··· Stored rows ···
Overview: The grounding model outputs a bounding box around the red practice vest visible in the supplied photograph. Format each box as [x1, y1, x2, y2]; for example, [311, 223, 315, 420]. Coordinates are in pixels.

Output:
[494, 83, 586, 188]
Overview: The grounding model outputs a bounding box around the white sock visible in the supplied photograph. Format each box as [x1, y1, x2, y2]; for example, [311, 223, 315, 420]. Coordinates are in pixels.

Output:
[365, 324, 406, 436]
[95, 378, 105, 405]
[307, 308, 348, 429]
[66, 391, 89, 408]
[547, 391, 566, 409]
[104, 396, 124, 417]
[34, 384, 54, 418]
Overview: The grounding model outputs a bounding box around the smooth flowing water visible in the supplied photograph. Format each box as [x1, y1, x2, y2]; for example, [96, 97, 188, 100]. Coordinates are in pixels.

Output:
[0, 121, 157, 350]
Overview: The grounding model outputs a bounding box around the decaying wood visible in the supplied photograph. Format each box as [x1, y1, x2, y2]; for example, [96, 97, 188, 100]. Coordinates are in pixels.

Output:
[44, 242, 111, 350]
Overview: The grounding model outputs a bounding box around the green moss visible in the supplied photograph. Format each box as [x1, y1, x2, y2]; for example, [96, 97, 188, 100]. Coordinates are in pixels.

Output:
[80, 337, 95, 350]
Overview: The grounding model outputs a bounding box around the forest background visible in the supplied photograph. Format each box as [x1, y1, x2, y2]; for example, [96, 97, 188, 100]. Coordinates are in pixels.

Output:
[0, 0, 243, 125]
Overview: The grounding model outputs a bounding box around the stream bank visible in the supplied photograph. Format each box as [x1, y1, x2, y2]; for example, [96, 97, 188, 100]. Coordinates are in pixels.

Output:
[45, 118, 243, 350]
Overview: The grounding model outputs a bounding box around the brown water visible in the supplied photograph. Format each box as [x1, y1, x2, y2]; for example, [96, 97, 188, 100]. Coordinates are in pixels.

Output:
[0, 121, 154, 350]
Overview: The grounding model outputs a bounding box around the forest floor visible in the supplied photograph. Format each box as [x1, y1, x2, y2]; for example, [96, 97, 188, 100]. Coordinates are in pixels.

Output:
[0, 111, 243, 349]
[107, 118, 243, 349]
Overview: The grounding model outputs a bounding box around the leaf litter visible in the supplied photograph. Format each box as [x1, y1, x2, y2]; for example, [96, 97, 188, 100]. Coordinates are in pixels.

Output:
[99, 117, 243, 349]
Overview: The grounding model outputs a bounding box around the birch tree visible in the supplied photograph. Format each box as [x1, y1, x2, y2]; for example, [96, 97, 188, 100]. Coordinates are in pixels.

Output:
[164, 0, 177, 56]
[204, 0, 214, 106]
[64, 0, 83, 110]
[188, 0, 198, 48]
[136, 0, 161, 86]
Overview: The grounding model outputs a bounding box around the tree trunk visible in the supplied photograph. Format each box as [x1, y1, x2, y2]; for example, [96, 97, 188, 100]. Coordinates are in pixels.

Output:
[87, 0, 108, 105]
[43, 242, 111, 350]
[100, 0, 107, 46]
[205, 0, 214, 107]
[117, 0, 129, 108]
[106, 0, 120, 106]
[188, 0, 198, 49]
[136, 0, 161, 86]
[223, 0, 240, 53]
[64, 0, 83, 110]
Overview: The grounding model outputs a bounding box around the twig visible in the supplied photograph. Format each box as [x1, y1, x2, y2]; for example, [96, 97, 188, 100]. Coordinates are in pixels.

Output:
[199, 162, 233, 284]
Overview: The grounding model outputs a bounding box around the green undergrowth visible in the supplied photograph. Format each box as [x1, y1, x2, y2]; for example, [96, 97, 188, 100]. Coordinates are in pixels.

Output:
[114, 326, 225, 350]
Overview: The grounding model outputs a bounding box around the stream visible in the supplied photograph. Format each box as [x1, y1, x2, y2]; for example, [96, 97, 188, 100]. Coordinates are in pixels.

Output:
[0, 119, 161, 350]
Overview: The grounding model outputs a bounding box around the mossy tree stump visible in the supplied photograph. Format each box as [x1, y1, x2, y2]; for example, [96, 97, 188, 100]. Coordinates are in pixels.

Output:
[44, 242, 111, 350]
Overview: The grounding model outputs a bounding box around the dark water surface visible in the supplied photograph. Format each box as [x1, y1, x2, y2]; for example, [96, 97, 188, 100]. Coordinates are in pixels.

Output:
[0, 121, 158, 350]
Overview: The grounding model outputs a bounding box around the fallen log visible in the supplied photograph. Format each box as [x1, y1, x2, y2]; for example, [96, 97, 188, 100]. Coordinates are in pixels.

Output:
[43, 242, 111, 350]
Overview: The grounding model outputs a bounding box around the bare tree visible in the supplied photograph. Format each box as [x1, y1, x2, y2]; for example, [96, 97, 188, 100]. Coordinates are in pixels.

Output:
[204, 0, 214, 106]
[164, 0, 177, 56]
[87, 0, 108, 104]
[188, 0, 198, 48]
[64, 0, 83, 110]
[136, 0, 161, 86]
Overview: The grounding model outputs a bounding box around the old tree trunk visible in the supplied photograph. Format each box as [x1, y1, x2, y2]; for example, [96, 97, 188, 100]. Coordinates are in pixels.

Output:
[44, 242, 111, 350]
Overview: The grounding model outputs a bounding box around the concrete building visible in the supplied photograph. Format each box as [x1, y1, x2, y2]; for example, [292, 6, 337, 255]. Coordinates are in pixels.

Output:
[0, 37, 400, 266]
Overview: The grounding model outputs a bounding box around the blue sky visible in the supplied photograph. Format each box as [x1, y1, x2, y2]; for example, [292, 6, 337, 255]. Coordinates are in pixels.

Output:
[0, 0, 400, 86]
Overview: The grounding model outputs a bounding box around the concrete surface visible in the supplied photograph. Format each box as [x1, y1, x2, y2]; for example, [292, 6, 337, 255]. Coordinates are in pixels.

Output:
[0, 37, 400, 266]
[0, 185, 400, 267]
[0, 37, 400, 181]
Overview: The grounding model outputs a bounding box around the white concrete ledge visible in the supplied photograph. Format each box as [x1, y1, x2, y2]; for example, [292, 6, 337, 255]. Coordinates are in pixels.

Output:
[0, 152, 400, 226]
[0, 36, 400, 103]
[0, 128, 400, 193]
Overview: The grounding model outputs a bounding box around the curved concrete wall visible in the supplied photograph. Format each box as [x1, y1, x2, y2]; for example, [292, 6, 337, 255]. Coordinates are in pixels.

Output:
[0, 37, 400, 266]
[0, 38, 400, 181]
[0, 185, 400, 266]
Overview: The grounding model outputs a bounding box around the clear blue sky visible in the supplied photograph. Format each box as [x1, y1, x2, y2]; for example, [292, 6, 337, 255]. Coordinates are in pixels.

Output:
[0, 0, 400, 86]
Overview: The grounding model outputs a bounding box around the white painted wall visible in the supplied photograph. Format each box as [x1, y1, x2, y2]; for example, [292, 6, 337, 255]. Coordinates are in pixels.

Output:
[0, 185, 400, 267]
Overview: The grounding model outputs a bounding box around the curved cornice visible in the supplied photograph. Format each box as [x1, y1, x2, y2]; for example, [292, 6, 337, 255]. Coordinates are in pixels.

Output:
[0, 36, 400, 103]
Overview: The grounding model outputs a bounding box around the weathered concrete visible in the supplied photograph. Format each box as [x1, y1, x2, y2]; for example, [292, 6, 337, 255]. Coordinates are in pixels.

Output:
···
- Stated exercise: Rewrite the data above from the line with "around the decaying" up to and including the line with "[80, 337, 95, 350]", scaling every bounding-box coordinate in the outputs by 2.35 and rounding each to a whole number, with halves rounded up. Keep all other text unchanged, including the format samples.

- Output below:
Overview: The grounding model outputs a bounding box around the decaying wood visible in the supplied photograph. Format each box as [x1, y1, x2, y2]; for example, [96, 97, 188, 100]. Coordinates are in pixels.

Output:
[103, 569, 261, 823]
Overview: The grounding model outputs a bounding box around the green moss visible in the supplied photograph. Format each box as [x1, y1, x2, y2]; for example, [96, 97, 188, 100]. Coordinates are in pixels.

Output:
[188, 792, 223, 823]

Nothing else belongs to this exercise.